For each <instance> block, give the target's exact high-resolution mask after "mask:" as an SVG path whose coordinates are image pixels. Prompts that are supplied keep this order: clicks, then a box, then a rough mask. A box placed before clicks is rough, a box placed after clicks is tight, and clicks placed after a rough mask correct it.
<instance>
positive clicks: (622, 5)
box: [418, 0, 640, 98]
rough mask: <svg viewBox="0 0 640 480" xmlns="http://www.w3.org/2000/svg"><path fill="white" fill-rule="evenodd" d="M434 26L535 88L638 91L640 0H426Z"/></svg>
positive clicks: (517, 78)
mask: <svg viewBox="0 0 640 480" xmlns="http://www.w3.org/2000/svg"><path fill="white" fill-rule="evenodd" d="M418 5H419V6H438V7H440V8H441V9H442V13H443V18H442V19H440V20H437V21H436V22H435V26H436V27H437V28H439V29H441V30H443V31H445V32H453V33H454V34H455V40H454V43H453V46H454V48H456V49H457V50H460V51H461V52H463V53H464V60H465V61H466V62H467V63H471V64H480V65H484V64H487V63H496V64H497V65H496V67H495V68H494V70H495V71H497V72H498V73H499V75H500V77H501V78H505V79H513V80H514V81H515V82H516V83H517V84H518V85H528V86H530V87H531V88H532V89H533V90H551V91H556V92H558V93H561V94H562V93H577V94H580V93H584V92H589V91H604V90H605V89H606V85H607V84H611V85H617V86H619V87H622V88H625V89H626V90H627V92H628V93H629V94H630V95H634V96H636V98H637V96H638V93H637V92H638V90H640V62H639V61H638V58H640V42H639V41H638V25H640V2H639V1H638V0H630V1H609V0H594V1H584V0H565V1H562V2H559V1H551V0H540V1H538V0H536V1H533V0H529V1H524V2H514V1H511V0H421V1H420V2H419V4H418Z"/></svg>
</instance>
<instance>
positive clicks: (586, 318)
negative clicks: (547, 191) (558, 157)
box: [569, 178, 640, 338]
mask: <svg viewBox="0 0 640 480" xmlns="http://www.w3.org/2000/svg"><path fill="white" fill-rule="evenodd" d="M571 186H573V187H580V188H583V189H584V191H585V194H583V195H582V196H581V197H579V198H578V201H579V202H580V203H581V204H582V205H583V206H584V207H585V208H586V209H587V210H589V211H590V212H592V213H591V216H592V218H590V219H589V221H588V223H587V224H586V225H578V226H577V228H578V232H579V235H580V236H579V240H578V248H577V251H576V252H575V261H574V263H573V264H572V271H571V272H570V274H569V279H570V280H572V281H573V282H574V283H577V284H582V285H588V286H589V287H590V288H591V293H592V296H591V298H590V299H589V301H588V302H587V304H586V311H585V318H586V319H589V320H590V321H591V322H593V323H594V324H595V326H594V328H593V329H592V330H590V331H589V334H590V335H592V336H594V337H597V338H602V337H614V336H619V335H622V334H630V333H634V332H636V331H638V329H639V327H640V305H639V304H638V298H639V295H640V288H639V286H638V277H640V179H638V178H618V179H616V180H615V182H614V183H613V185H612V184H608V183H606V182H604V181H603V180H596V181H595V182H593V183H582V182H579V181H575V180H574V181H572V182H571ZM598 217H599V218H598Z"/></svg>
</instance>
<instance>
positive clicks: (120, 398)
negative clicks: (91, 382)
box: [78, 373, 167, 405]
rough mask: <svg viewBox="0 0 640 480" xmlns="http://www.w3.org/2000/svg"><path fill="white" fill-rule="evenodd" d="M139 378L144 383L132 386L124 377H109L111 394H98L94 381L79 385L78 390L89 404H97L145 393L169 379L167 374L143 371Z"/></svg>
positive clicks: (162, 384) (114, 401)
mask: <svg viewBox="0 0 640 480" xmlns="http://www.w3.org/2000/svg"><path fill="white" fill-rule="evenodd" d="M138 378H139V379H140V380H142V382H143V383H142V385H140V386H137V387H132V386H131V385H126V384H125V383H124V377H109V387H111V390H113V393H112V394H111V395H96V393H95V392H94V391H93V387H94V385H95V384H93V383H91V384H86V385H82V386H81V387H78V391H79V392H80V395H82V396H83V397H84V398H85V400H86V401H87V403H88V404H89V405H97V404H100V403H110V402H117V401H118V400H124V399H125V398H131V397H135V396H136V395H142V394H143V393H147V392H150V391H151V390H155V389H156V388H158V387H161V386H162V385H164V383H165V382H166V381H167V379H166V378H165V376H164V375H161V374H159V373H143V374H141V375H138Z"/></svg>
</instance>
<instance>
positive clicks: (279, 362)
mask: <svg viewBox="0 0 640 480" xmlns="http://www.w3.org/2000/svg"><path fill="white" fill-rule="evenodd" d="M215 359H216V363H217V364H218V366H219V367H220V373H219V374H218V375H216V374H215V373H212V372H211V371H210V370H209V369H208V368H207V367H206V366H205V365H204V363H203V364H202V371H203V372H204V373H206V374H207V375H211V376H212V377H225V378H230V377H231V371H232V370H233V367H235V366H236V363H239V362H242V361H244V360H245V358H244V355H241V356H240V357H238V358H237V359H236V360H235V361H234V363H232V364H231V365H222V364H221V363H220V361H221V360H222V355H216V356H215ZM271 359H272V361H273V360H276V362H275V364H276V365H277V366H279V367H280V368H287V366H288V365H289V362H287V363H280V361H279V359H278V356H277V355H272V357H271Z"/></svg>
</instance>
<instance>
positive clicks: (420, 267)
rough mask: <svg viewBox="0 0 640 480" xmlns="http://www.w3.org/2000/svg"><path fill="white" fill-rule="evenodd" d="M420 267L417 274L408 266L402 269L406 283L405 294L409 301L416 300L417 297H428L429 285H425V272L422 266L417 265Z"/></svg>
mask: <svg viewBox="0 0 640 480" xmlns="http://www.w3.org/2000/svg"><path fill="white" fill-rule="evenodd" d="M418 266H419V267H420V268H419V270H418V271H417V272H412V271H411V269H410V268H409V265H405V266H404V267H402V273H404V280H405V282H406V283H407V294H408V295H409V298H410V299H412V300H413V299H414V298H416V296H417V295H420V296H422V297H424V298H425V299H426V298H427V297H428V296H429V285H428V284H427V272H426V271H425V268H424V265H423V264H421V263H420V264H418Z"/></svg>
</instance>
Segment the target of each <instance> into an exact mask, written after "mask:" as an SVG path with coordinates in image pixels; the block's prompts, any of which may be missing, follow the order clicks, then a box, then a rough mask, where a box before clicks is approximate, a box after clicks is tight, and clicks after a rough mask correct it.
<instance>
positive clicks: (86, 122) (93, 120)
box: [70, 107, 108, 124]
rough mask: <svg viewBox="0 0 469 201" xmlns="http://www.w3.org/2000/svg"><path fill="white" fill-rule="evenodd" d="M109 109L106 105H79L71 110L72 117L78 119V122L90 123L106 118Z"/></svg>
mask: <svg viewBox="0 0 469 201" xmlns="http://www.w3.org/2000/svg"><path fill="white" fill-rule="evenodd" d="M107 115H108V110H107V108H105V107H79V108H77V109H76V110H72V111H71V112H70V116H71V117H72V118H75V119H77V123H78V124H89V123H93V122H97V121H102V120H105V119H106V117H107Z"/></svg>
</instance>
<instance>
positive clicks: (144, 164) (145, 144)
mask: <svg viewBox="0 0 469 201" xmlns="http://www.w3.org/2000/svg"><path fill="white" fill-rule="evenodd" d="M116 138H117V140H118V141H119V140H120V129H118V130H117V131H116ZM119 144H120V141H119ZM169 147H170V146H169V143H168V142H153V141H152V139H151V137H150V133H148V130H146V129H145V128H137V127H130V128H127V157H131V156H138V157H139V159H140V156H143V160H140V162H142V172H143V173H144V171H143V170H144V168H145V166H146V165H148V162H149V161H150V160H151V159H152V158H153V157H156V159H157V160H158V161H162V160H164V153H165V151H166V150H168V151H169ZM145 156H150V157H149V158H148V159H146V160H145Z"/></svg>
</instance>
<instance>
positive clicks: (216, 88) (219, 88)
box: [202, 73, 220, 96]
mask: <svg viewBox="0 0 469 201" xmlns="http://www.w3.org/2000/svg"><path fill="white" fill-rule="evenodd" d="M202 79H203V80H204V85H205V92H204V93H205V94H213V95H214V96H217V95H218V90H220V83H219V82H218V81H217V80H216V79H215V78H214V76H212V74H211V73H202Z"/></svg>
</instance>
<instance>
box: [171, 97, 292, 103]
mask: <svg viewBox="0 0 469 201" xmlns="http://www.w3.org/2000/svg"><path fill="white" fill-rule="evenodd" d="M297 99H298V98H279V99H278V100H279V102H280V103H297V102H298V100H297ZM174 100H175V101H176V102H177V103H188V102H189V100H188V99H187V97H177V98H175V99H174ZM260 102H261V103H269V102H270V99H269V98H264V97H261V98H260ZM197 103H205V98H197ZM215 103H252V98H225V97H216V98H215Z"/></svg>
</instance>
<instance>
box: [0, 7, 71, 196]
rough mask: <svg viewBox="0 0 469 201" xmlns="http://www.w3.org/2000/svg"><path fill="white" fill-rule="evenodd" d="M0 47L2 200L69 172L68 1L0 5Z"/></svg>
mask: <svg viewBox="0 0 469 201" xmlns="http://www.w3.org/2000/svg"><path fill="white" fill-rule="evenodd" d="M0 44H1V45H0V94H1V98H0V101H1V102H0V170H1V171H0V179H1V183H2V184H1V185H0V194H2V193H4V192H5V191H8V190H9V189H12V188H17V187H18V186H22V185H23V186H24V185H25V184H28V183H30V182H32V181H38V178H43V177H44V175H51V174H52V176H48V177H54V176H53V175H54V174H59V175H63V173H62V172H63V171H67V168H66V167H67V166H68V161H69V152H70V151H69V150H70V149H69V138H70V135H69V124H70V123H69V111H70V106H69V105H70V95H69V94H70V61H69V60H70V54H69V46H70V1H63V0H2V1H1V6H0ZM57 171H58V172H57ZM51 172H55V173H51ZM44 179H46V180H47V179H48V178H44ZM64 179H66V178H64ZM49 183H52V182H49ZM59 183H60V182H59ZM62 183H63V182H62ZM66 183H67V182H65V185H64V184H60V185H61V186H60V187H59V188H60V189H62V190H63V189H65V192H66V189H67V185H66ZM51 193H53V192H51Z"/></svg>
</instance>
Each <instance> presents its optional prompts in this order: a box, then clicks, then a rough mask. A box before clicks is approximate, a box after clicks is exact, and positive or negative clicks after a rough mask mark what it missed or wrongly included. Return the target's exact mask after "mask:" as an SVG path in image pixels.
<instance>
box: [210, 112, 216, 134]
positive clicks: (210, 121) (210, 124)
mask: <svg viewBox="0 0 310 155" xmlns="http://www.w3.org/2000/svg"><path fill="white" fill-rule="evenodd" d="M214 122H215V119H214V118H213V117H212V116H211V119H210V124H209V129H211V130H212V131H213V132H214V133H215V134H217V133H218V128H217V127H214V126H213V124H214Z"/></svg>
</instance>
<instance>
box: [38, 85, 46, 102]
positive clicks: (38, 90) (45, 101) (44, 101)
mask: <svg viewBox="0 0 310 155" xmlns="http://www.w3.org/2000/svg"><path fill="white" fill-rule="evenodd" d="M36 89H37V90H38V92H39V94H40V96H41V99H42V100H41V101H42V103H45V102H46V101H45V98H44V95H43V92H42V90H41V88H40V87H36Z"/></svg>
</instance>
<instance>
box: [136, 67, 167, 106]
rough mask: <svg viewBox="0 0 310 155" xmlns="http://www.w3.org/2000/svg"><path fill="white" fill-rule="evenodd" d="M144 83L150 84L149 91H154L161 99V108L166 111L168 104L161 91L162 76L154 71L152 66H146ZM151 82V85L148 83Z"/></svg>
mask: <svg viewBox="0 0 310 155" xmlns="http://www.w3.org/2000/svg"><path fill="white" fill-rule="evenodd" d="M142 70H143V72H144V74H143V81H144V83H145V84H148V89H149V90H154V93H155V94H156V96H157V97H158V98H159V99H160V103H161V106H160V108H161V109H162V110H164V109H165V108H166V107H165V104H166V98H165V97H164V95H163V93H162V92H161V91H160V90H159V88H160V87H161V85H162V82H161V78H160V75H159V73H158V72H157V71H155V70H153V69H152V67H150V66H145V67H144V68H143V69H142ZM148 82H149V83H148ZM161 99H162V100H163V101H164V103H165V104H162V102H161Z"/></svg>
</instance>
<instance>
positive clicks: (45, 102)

--------------------

> Exercise description: Which of the lines in the listing above include "correct"? Report each of them.

> Expected output:
For each <instance> block, give the target's exact high-resolution mask after "mask:" as an SVG path whose coordinates are image pixels. Prompts that are supplied keep this order: clicks, then a box, then a rough mask. A box placed before clicks is rough, a box placed after clicks is tight, and clicks placed after a rough mask correct it.
Segment the target of each <instance> into an exact mask, written after "mask:" as an SVG path with coordinates in image pixels; the block's prompts, any of which may be missing, follow the order clicks, then a box, then a rough mask, where a box before clicks is approximate, a box after clicks is tight, and clicks after a rough mask correct it.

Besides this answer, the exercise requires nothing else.